In the entries below, copy out word for word everything from the line containing "the white frosting" down to the line containing "xmin=300 ymin=276 xmax=591 ymax=527", including both of those lines.

[Rows of box annotation data]

--- Start ---

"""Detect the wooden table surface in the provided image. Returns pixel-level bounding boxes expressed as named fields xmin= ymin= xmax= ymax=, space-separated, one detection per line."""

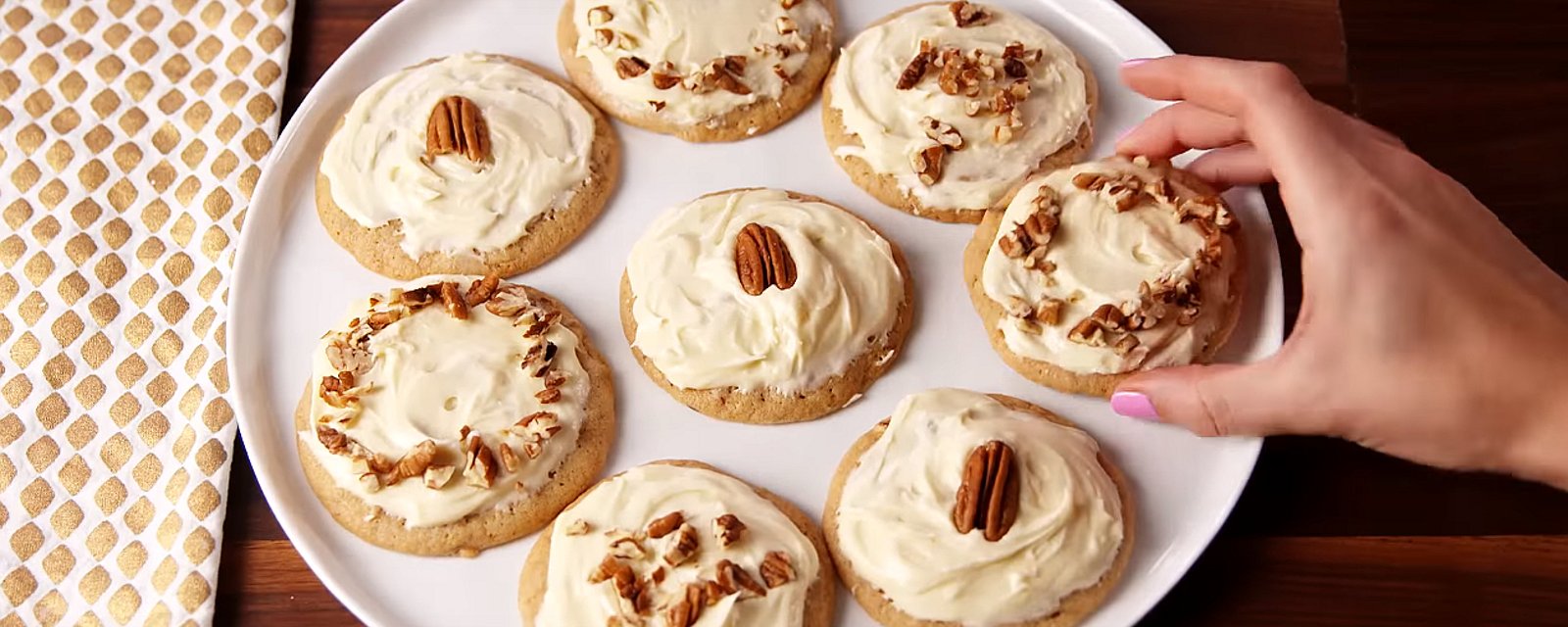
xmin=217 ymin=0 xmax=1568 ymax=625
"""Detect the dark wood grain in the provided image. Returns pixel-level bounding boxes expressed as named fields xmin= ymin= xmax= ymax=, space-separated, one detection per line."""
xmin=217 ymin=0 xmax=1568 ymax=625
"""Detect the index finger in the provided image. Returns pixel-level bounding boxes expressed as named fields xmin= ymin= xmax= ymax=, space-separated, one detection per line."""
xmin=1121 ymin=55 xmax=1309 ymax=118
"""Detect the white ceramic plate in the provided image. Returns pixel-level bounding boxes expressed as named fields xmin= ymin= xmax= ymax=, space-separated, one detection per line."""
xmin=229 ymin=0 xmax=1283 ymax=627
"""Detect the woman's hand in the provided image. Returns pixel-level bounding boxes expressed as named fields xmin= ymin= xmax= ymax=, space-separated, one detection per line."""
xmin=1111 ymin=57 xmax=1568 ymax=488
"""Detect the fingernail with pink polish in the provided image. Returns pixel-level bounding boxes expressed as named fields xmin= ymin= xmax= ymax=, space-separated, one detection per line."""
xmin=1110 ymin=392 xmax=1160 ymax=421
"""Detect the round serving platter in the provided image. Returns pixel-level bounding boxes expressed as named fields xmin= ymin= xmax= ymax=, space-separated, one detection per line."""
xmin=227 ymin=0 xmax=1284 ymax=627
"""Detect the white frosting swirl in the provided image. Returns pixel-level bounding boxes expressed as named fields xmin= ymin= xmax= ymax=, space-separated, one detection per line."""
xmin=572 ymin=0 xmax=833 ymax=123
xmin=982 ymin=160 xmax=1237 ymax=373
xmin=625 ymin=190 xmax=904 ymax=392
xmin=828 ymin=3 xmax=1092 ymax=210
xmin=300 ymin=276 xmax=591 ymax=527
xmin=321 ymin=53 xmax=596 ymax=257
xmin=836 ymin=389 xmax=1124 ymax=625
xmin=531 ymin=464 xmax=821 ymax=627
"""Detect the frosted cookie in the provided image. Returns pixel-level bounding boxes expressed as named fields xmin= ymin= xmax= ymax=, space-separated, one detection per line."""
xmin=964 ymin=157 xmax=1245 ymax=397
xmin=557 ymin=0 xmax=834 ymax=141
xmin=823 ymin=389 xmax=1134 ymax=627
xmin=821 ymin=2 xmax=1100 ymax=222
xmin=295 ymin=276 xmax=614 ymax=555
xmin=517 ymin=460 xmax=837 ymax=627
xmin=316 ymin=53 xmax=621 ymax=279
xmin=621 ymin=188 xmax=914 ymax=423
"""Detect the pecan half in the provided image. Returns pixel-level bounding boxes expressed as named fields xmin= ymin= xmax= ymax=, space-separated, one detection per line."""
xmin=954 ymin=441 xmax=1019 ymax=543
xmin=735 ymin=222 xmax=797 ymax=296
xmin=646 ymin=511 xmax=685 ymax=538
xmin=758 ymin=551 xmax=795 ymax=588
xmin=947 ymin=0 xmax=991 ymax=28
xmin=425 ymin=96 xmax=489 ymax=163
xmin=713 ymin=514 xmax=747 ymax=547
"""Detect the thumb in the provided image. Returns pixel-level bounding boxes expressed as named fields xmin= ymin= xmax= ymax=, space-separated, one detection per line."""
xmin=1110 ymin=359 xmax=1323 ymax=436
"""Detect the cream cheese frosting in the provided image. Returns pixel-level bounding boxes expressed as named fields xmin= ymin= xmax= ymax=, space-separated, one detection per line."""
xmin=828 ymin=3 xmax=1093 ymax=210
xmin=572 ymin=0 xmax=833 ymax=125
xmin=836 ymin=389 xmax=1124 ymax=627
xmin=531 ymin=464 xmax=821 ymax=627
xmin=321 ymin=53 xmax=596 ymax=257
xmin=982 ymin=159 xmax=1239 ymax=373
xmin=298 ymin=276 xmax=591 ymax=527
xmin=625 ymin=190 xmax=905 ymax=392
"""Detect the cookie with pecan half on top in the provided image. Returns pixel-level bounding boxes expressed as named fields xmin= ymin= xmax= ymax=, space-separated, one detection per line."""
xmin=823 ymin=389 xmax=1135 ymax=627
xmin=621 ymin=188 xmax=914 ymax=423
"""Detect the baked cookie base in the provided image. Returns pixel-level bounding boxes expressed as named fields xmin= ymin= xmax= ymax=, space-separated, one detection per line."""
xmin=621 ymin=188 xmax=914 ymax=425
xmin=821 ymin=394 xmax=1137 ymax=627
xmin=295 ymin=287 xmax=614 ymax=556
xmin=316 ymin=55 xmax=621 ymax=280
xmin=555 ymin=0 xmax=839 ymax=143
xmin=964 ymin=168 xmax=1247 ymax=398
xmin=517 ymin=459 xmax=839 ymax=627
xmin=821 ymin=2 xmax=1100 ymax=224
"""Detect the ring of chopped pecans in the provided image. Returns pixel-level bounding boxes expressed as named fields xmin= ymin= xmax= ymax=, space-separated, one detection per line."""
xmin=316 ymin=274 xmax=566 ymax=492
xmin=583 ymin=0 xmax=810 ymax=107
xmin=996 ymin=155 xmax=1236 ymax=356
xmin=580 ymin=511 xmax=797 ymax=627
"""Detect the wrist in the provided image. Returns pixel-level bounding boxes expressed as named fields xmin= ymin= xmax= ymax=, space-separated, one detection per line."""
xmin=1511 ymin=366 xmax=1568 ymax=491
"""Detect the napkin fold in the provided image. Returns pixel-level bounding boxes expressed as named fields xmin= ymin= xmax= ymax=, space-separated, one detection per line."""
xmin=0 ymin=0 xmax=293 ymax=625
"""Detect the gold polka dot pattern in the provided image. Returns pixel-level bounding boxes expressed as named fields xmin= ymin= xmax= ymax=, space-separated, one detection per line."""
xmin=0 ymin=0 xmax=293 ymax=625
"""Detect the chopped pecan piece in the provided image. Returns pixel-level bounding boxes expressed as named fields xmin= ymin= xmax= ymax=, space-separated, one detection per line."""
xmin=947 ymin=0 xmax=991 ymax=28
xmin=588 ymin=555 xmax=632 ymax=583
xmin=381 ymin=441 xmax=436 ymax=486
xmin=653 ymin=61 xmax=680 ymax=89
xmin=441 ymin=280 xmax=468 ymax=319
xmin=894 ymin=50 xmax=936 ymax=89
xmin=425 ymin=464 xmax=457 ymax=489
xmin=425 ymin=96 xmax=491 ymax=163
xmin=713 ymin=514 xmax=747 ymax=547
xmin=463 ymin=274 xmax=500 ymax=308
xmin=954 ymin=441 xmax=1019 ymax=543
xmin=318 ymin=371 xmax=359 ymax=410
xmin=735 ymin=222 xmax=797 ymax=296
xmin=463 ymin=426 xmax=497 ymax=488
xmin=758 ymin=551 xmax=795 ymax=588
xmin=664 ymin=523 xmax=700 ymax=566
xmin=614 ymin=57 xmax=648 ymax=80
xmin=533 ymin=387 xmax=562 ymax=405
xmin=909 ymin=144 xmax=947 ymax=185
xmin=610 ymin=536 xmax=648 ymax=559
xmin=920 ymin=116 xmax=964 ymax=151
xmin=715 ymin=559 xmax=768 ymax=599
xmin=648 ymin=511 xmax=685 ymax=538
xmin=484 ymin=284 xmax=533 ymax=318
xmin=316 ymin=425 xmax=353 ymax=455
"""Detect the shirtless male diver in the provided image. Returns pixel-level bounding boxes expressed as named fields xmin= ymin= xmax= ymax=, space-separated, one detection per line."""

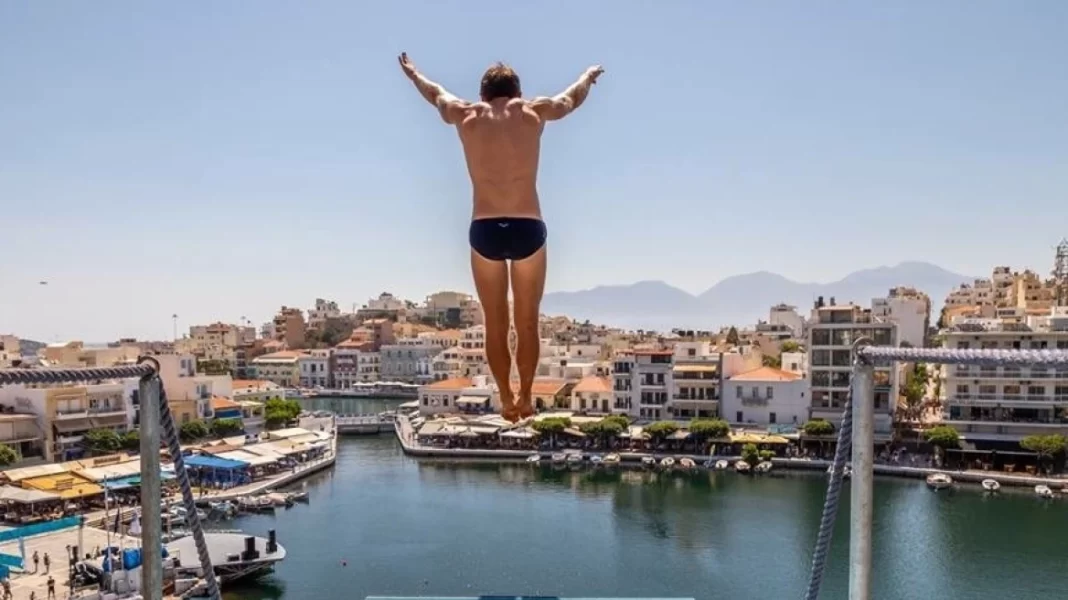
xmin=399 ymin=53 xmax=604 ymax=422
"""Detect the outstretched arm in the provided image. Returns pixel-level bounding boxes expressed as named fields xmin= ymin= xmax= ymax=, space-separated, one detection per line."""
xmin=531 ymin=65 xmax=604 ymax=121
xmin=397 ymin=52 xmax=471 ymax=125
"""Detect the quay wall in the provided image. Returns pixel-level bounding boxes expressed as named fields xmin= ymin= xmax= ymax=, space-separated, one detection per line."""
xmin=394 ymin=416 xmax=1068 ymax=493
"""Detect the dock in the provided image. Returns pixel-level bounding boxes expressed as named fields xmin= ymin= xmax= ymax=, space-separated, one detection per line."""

--- End ---

◆ **Result of the task**:
"""Detect the white frosting swirl in the provided image. Returns pixel-level bounding boxes expressed as named fields xmin= ymin= xmax= ymax=, space-separated, one detection per line."""
xmin=572 ymin=0 xmax=833 ymax=123
xmin=982 ymin=160 xmax=1237 ymax=373
xmin=625 ymin=190 xmax=904 ymax=392
xmin=828 ymin=3 xmax=1092 ymax=210
xmin=300 ymin=276 xmax=591 ymax=527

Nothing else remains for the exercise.